WORK TO DO: Can you rewrite the data below, substituting "stone slab" for "flat rock slab" and keeping everything else the same?

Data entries
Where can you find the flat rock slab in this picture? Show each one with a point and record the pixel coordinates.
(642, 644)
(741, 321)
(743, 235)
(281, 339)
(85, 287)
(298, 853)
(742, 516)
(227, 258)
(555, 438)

RESULT OF THIS EXERCISE:
Where can you find the stone slab in this picture? Show each one with a point and record the pixel coordinates.
(642, 644)
(741, 321)
(743, 235)
(281, 339)
(85, 287)
(298, 853)
(742, 516)
(227, 258)
(555, 438)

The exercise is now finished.